Saved entries
################
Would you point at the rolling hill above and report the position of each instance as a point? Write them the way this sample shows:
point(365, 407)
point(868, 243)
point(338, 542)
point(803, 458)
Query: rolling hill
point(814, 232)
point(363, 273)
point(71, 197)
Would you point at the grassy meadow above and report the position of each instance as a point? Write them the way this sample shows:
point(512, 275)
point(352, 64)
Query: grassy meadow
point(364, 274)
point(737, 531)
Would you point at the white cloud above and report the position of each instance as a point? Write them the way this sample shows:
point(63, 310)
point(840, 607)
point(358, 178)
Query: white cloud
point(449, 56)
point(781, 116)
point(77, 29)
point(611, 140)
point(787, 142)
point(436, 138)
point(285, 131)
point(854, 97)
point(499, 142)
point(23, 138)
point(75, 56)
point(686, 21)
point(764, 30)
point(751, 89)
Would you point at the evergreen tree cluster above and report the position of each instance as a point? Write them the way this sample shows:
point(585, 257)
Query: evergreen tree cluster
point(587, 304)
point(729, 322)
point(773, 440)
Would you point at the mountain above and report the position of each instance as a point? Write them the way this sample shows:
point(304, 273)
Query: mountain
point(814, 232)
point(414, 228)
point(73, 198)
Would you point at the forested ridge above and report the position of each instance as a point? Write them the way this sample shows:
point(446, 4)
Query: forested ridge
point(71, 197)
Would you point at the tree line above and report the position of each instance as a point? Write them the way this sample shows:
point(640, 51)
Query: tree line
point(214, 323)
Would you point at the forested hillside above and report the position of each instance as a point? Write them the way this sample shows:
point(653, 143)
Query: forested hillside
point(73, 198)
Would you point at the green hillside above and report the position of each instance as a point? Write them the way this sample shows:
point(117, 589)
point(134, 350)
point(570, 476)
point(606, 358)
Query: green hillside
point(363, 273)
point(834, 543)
################
Requirement: Each of the entries must be set down again exactly.

Written response:
Would you point at the rolling hill above and report the position of each instance as a point? Write them the way this sample shows:
point(365, 407)
point(868, 243)
point(338, 542)
point(803, 458)
Query: rolling hill
point(814, 232)
point(363, 273)
point(71, 197)
Would you point at the grassy meadow above and report the position of each instance as a point? Write them the way this sample shows:
point(512, 275)
point(352, 64)
Query: grassy meadow
point(364, 274)
point(737, 531)
Would you point at the white cloud above and report the position of each instance as a point? Write them the way this sample shows:
point(63, 310)
point(840, 607)
point(358, 178)
Query: white cloud
point(449, 56)
point(781, 116)
point(77, 29)
point(611, 140)
point(787, 142)
point(436, 138)
point(285, 131)
point(854, 97)
point(499, 142)
point(23, 138)
point(75, 56)
point(686, 21)
point(764, 30)
point(751, 89)
Would you point at the evergreen tree cluster above and report the position of each instance as a point? Write them the way this sample shows:
point(585, 257)
Query: evergreen tree cluster
point(587, 304)
point(729, 322)
point(773, 440)
Would you point at the mountain above and report the position of each instance as a point? Write them the way this sample shows:
point(304, 273)
Query: mountain
point(814, 232)
point(414, 228)
point(73, 198)
Would you point at the forested ridge above and report the position of each instance as a point? Write them the way this sample shows:
point(446, 4)
Query: forested ridge
point(71, 197)
Would you point at the tree line above and report the position of each instance as a point? Write them the way this sample shows:
point(640, 51)
Query: tree line
point(214, 323)
Would you point at the forested hillside above and report the position of each instance as a point? Write them the way this sample shows:
point(653, 143)
Query: forested hillside
point(73, 198)
Would you point at the green hillside above and report the position of each instance as a point? Write them the way this sample shows:
point(117, 589)
point(134, 350)
point(570, 476)
point(606, 358)
Query: green hillside
point(363, 273)
point(834, 543)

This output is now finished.